§ AUFGABE A: Schreiben Sie aus dem Artikel über Clozapin den Abschnitt von „Geht es um Nebenwirkungen“ bis „das Thema aufgegriffen.“ wortgetreu ab.
§ AUFGABE B: Listen Sie alle Sätze des Absatzes im Artikel über Clozapin auf, der mit „Geht es um Nebenwirkungen“ beginnt.
§ AUFGABE C: Übersetzen Sie den Satz „Doch auch die Auswirkungen auf die Darmperistaltik dürfen nicht vergessen werden.“ aus dem Artikel über Clozapin ins Englische.

------ SEITENAUSZUG

Britische Arzneimittelbehörde 

Bei Clozapin an anticholinerge Nebenwirkungen denken

Stuttgart - 18.12.2017, 16:15 Uhr

Vergessene Nebenwirkung? Die britische Arzneimittelbehörde erinnert an den Einfluss von Cloazapin auf die Darmperistaltik. (Foto: Stockfotos-MG / stock.adobe.com)

Vergessene Nebenwirkung? Die britische Arzneimittelbehörde erinnert an den Einfluss von Cloazapin auf die Darmperistaltik. (Foto: Stockfotos-MG / stock.adobe.com)


Geht es um Nebenwirkungen des atypischen Neuroleptikums Clozapin, fallen vermutlich den meisten als erstes die gefürchteten Blutbildstörungen ein. Doch auch die Auswirkungen auf die Darmperistaltik dürfen nicht vergessen werden. Daran erinnert aktuell die britische Arzneimittelbehörde. Die Arzneimittelkommission der deutschen Ärzteschaft hat das Thema aufgegriffen.

------------
------ BEREITGESTELLTE DATEN

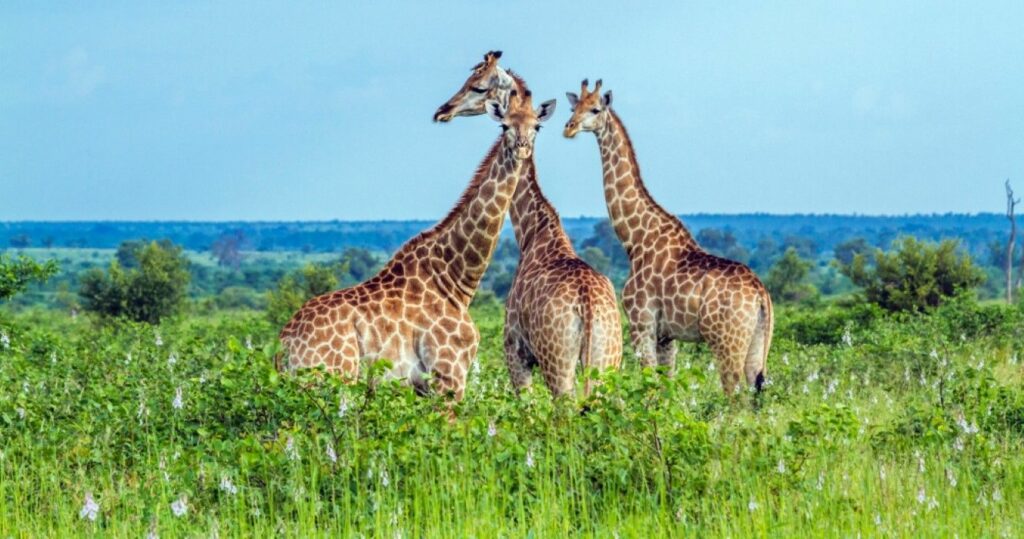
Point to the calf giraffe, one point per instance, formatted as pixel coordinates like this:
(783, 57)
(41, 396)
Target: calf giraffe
(415, 311)
(675, 290)
(559, 311)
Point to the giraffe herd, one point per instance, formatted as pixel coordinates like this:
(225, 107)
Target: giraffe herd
(561, 315)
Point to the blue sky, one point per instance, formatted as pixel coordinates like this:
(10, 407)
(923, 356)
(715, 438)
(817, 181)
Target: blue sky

------------

§ ANTWORT A:
Geht es um Nebenwirkungen des atypischen Neuroleptikums Clozapin, fallen vermutlich den meisten als erstes die gefürchteten Blutbildstörungen ein. Doch auch die Auswirkungen auf die Darmperistaltik dürfen nicht vergessen werden. Daran erinnert aktuell die britische Arzneimittelbehörde. Die Arzneimittelkommission der deutschen Ärzteschaft hat das Thema aufgegriffen.

§ ANTWORT B:
1. Geht es um Nebenwirkungen des atypischen Neuroleptikums Clozapin, fallen vermutlich den meisten als erstes die gefürchteten Blutbildstörungen ein.
2. Doch auch die Auswirkungen auf die Darmperistaltik dürfen nicht vergessen werden.
3. Daran erinnert aktuell die britische Arzneimittelbehörde.
4. Die Arzneimittelkommission der deutschen Ärzteschaft hat das Thema aufgegriffen.

§ ANTWORT C: But the effects on intestinal peristalsis must not be forgotten either.